What the task asks:
Using the string "with" as the key, pull each matching line out of the records below.

---------- Raw data ----------

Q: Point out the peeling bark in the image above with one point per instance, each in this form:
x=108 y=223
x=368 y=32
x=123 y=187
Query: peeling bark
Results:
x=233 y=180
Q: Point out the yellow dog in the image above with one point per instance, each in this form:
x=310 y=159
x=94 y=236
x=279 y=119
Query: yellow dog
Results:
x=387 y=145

----------

Answer to this task:
Q: Point out the peeling bark in the image above with one point per instance, each in this form:
Q: Point out the yellow dog in the image above with one point per instance, each in this form:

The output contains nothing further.